## Assignment
Transcribe the listing below in full, exactly, with no images.

-------- Excerpted records --------

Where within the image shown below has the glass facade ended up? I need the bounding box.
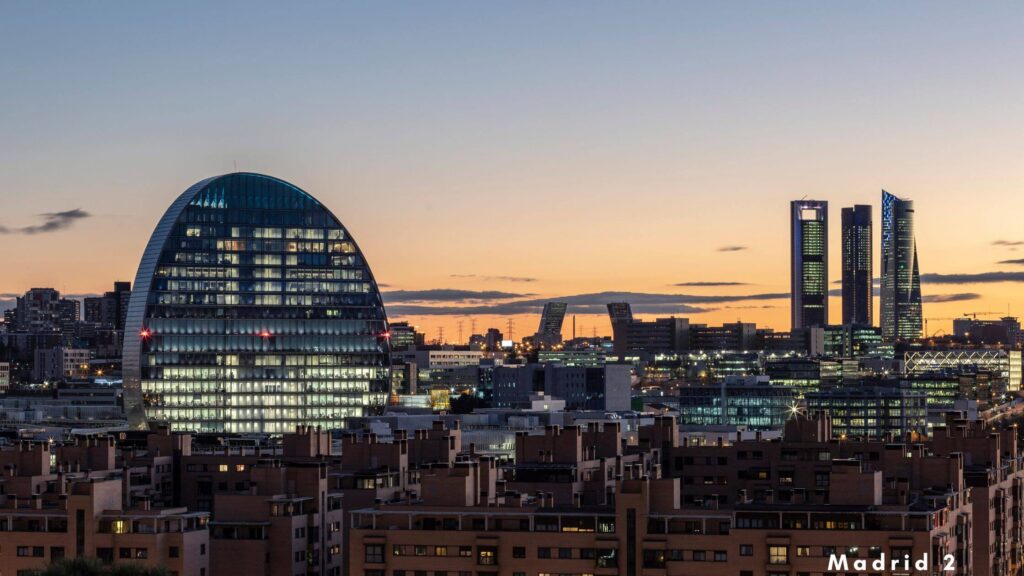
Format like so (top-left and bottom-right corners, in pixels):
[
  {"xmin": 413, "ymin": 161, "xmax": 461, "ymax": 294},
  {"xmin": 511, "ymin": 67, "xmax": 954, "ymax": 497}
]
[
  {"xmin": 805, "ymin": 388, "xmax": 927, "ymax": 439},
  {"xmin": 880, "ymin": 190, "xmax": 922, "ymax": 341},
  {"xmin": 676, "ymin": 381, "xmax": 795, "ymax": 430},
  {"xmin": 841, "ymin": 205, "xmax": 872, "ymax": 326},
  {"xmin": 790, "ymin": 200, "xmax": 828, "ymax": 330},
  {"xmin": 123, "ymin": 173, "xmax": 390, "ymax": 433}
]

--------

## Expected answer
Where within the image shown below has the glass facade ended up? I need the bounding box.
Format like so (top-left and bottom-right corners, in pixels):
[
  {"xmin": 413, "ymin": 161, "xmax": 461, "ymax": 294},
  {"xmin": 511, "ymin": 67, "xmax": 954, "ymax": 497}
]
[
  {"xmin": 805, "ymin": 388, "xmax": 927, "ymax": 439},
  {"xmin": 880, "ymin": 190, "xmax": 922, "ymax": 341},
  {"xmin": 676, "ymin": 381, "xmax": 795, "ymax": 430},
  {"xmin": 841, "ymin": 205, "xmax": 872, "ymax": 326},
  {"xmin": 790, "ymin": 200, "xmax": 828, "ymax": 330},
  {"xmin": 123, "ymin": 173, "xmax": 390, "ymax": 433}
]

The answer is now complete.